Problem to solve ▸
Write out the passage on the STS-118 mission word for word, beginning at "At the same" and stopping after "with everything technical.".

Reading passage ▸
Our mission was put back on the schedule for September 2006. Not long after, it was postponed to June 2007. All this reshuffling gave me the opportunity to make changes to my crew. I suggested that Lisa Nowak should get to fly on an earlier flight for two reasons: her obsessiveness gave me pause, and if she had to wait to fly on STS-118, it would be nearly ten years after she had been accepted as an astronaut. I argued that she should be put on the second return-to-flight mission, which would fly well before ours. As luck would have it, that mission had my brother, Mark, on it.

At the same time Lisa was moved, Scott Parazynski was moved as well, to the mission just after mine, with Pam Melroy as commander. In exchange for Scott, we got Rick Mastracchio. Rick had worked as a flight controller in mission control before applying to become an astronaut, and in that role he had designed many of the contingency abort procedures we practiced in the simulator. I knew this would make him an invaluable crew member during ascent and entry, and he was extremely competent with everything technical.

Part of being an astronaut involves having your health monitored more closely than most people’s. Every year I had my annual flight physical in February, the month of my birthday, and February 2007 was no exception. After my physical, I was told that I had a slightly elevated level of prostate-specific antigen. All men have a certain amount of this enzyme in their blood, and levels can vary naturally, but an elevated level can be an indicator of prostate cancer. Because my levels weren’t very high, and because I would be unusually young to be diagnosed with this kind of cancer, I decided to wait until after my upcoming mission was over to investigate it further.

STS-118 was a mission to deliver a number of key components to the International Space Station: a small truss segment, an external stowage platform, and a new control moment gyroscope, a device that allows the station to control its attitude. We were also to carry a SPACEHAB logistics module, which was packed with supplies to bring up to the station. When it returned, it would carry science samples, broken hardware, and garbage back down. We would be flying the sixth mission after the loss of Columbia, and several of the subsequent missions had withstood damage to the heat tiles from debris falling during launch. Each time, engineers examined the damage and determined anew how to avoid it, but then it would happen again. I would have preferred that tiles not be damaged, of course, but I was glad the issue was being taken seriously now, and it seemed to me we were doing everything we could to mitigate the risk.

The crew assignments for this flight were now finalized: Scorch, Rick Mastracchio, Barbara Morgan, Dave Williams, Tracy Caldwell, and, late in our training, Alvin Drew.

Dataset excerpts
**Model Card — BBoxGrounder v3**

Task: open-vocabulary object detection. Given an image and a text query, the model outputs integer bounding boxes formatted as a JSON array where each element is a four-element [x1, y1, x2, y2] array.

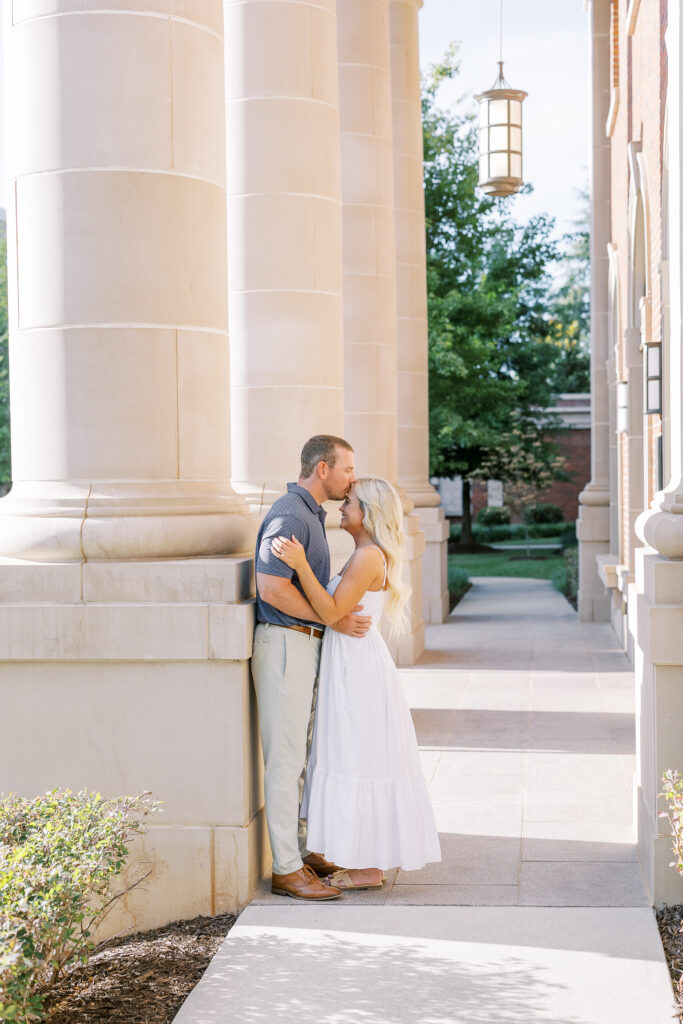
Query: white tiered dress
[[301, 553, 441, 870]]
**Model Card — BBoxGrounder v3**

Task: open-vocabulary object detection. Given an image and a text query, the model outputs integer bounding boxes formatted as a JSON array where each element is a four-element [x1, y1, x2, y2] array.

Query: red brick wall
[[472, 427, 591, 522]]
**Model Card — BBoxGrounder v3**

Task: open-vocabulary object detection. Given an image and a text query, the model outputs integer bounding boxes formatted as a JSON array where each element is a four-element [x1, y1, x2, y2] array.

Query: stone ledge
[[0, 556, 254, 606], [0, 600, 254, 662], [595, 554, 618, 590]]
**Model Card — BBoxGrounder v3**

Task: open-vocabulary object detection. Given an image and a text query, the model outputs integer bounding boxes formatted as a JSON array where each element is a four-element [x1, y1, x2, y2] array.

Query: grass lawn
[[449, 551, 565, 583]]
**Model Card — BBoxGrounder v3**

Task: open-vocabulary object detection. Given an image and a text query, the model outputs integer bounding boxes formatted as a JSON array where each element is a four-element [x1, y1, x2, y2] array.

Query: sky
[[420, 0, 590, 232], [0, 0, 589, 231]]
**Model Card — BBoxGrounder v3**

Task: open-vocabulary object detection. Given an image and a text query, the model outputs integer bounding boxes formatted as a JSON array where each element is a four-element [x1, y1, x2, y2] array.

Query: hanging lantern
[[474, 0, 527, 196], [475, 60, 526, 196]]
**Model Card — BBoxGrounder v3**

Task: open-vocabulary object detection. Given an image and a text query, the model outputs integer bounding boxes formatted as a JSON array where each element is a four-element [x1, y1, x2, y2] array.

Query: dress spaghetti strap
[[369, 544, 389, 590]]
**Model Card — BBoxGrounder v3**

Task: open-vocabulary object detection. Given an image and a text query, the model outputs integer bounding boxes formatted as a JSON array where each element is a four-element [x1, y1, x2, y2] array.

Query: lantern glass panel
[[488, 125, 508, 150], [488, 99, 508, 125], [489, 153, 509, 178], [647, 378, 661, 413], [647, 345, 661, 377]]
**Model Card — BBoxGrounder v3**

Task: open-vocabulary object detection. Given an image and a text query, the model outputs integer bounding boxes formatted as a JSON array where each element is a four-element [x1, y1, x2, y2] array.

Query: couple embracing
[[252, 434, 441, 902]]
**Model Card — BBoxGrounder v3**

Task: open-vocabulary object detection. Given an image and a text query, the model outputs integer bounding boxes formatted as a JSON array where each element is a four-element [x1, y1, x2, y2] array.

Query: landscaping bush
[[524, 502, 564, 525], [0, 790, 159, 1024], [476, 505, 510, 526], [658, 770, 683, 874]]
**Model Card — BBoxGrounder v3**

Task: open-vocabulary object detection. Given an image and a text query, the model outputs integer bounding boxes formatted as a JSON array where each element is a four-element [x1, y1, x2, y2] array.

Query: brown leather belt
[[285, 626, 325, 640]]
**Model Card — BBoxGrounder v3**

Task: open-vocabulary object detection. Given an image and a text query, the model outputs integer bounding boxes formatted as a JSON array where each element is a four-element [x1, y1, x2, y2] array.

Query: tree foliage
[[0, 224, 11, 494], [423, 46, 588, 532]]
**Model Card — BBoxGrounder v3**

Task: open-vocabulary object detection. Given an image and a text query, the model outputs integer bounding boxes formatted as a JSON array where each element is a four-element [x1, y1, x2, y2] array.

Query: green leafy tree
[[0, 228, 12, 494], [423, 47, 560, 544], [547, 191, 591, 394]]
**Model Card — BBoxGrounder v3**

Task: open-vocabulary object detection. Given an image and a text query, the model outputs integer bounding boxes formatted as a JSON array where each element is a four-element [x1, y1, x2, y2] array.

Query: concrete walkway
[[176, 579, 673, 1024]]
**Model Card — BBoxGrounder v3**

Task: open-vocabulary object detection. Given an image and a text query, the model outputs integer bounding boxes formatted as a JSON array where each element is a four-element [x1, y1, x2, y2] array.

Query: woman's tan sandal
[[321, 869, 384, 892]]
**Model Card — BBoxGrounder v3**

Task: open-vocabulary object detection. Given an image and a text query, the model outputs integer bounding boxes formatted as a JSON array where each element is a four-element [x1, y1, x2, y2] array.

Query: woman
[[272, 477, 441, 889]]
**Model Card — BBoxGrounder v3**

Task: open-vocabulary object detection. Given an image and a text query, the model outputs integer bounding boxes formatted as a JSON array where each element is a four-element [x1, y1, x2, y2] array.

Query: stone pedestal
[[0, 557, 268, 937], [415, 505, 451, 626], [577, 0, 611, 623]]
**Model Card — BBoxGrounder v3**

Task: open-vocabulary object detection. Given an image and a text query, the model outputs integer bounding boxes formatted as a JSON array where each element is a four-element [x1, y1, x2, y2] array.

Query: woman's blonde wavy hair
[[353, 476, 411, 633]]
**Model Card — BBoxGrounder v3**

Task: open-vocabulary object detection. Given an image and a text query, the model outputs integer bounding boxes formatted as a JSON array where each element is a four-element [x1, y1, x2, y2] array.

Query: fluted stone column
[[577, 0, 611, 622], [224, 0, 344, 523], [0, 0, 253, 561], [629, 3, 683, 904], [0, 0, 267, 938], [389, 0, 449, 623], [337, 0, 425, 665]]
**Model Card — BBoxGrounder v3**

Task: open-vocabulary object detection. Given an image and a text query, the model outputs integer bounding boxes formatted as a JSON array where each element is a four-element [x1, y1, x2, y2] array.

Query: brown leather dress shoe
[[303, 853, 343, 879], [270, 864, 341, 902]]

Output of the exercise ▸
At the same time Lisa was moved, Scott Parazynski was moved as well, to the mission just after mine, with Pam Melroy as commander. In exchange for Scott, we got Rick Mastracchio. Rick had worked as a flight controller in mission control before applying to become an astronaut, and in that role he had designed many of the contingency abort procedures we practiced in the simulator. I knew this would make him an invaluable crew member during ascent and entry, and he was extremely competent with everything technical.